Dataset rows:
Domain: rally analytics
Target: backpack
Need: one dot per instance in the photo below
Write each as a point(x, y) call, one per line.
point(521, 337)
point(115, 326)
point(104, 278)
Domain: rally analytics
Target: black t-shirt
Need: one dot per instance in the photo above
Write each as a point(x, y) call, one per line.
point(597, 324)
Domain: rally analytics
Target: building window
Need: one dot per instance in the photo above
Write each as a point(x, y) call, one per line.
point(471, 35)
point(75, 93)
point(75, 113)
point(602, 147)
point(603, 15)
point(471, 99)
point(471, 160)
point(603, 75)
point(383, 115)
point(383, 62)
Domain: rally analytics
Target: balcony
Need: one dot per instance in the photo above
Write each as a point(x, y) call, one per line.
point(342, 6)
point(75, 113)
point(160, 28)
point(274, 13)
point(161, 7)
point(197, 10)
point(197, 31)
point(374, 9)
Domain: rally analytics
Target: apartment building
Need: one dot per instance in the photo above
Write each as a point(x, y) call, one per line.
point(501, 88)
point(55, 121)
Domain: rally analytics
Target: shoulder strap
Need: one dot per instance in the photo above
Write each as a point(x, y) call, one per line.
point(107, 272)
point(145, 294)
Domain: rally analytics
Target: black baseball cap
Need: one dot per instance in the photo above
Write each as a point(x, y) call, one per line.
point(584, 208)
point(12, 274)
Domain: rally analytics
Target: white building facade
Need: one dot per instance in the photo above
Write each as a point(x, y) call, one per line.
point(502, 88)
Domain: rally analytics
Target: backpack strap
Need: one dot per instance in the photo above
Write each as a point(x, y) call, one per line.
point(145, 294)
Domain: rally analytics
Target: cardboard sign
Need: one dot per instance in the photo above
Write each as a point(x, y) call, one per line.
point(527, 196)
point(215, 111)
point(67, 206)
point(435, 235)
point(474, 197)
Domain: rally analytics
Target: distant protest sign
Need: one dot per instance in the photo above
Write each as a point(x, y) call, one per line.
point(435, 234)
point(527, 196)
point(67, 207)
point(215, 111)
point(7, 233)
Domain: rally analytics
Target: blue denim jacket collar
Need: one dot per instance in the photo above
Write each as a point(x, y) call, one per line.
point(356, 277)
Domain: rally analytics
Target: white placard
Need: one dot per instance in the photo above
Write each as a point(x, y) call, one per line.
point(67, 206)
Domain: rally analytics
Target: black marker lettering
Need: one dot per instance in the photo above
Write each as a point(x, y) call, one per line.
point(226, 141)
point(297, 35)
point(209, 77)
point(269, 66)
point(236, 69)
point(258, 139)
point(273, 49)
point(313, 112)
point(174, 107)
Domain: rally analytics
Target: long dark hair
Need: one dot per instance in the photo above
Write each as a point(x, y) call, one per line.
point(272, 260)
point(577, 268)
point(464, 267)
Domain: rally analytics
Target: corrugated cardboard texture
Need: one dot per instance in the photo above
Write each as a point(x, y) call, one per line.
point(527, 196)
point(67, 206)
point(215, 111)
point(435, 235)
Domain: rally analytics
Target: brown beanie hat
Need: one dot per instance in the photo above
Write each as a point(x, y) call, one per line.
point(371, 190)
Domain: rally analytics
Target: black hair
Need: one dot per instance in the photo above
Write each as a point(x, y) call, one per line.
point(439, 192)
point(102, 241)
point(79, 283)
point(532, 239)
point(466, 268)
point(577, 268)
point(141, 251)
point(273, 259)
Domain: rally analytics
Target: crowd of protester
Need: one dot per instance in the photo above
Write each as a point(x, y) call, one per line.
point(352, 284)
--
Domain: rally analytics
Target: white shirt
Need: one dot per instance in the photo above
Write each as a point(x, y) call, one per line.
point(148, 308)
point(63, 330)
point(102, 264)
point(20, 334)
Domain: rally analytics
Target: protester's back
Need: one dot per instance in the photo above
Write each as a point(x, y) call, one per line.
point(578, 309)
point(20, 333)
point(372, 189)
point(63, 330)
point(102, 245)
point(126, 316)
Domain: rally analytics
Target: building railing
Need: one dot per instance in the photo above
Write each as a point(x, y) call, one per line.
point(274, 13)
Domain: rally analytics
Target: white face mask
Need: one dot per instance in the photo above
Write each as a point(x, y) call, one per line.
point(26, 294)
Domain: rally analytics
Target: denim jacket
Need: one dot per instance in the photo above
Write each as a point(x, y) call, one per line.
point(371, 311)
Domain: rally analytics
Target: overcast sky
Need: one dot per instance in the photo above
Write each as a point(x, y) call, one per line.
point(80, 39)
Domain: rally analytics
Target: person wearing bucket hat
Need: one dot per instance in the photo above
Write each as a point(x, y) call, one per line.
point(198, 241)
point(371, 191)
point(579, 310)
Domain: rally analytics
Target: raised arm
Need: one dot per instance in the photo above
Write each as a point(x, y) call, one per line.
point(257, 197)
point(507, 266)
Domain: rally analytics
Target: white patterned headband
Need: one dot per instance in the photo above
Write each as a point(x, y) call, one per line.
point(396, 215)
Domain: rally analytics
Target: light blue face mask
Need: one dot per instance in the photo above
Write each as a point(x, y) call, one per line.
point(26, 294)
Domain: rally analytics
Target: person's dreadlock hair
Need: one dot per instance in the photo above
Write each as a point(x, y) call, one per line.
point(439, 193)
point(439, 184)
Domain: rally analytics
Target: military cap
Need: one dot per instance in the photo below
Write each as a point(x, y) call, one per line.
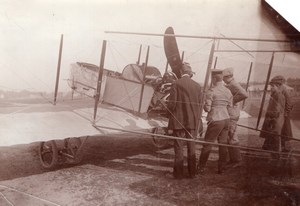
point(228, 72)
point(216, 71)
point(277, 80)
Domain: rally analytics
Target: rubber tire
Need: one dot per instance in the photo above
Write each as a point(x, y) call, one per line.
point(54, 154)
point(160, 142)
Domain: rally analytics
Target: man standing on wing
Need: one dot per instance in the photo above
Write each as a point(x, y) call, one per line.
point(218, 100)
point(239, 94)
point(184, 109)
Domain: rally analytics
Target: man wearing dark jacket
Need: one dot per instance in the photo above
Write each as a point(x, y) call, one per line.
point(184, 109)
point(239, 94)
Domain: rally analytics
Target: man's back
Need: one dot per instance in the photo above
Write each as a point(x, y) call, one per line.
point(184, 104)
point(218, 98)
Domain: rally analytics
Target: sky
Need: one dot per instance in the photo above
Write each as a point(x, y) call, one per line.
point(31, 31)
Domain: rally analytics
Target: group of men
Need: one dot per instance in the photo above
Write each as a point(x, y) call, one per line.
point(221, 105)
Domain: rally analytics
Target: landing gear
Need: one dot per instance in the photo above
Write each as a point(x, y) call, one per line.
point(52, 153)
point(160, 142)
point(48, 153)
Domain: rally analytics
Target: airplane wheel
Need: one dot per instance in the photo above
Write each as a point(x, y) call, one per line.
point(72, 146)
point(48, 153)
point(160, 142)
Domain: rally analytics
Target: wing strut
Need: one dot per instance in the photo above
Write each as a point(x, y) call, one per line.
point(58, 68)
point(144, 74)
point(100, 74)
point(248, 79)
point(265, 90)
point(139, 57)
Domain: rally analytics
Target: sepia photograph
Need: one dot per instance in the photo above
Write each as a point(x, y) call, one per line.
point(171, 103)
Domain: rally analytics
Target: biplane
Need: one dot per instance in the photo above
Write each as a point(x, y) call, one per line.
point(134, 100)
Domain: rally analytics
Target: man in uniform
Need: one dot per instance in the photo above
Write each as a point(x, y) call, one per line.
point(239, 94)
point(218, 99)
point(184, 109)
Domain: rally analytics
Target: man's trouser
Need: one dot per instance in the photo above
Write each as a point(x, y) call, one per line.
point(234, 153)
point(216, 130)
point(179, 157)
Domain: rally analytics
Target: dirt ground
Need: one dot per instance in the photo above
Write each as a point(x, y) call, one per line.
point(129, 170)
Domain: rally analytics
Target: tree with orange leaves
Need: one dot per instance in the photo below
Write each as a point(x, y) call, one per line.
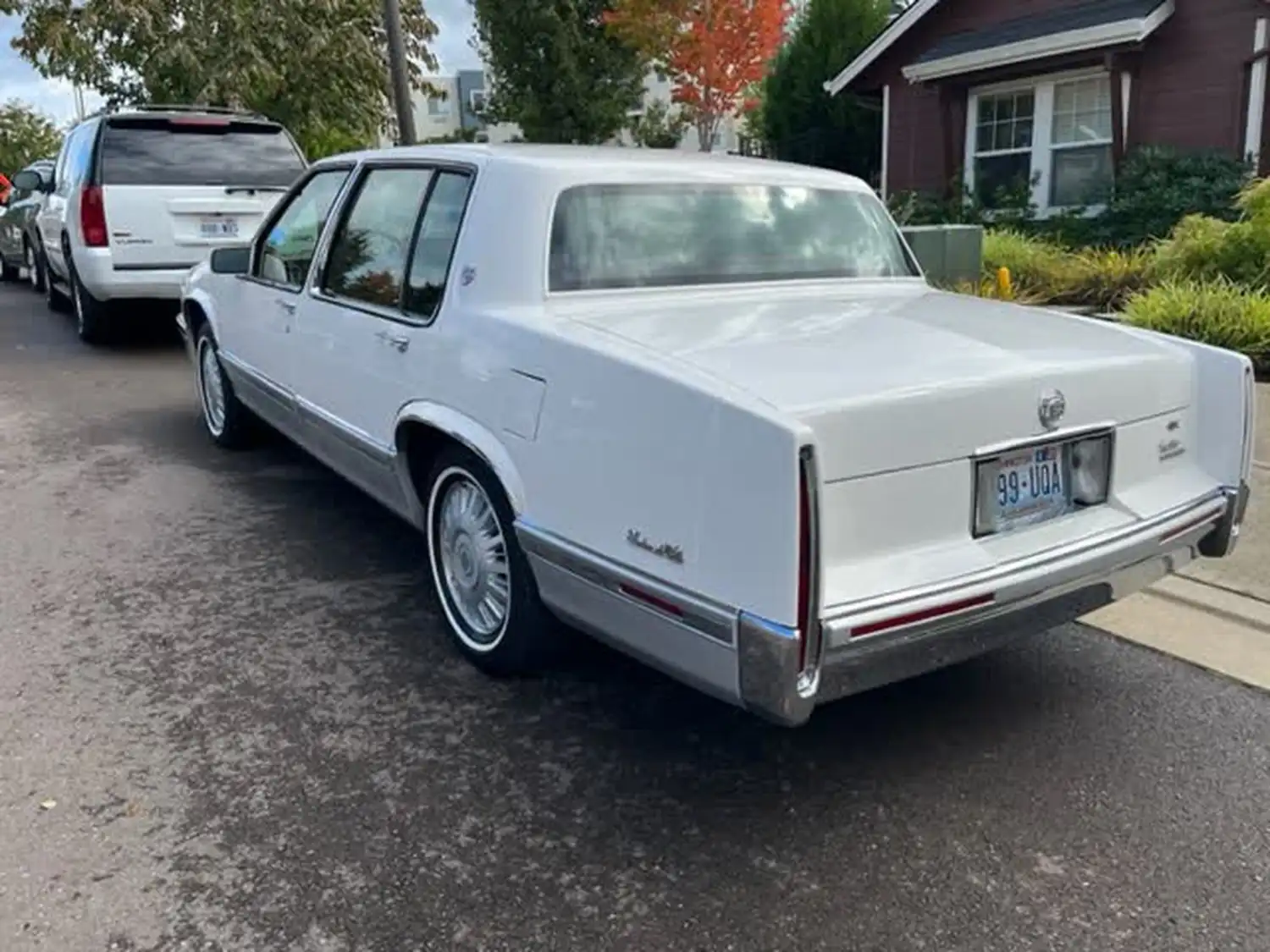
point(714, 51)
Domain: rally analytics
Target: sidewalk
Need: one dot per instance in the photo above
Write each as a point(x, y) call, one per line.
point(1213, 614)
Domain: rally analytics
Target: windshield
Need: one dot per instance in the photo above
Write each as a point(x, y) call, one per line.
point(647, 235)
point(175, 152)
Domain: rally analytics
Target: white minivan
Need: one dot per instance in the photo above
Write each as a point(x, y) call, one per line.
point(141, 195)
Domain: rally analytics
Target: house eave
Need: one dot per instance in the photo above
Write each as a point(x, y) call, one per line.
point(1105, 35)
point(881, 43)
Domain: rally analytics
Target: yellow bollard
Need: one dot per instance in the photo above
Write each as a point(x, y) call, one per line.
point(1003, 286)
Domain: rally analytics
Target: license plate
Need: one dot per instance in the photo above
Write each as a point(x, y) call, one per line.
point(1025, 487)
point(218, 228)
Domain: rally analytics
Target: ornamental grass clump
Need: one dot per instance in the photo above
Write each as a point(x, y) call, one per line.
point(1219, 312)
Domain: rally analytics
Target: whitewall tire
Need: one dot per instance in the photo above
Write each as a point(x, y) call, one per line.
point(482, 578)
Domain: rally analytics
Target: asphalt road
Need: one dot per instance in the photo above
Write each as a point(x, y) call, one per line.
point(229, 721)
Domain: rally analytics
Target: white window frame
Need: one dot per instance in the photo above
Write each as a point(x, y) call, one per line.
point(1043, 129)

• _GIVEN INSTRUCTION_
Select every line in the dataset rows above that contains the word "jacket", and copy each one.

• _RESPONSE TO THE EXERCISE_
Target: blue denim jacket collar
Target: denim jacket
Target: man wearing dark jacket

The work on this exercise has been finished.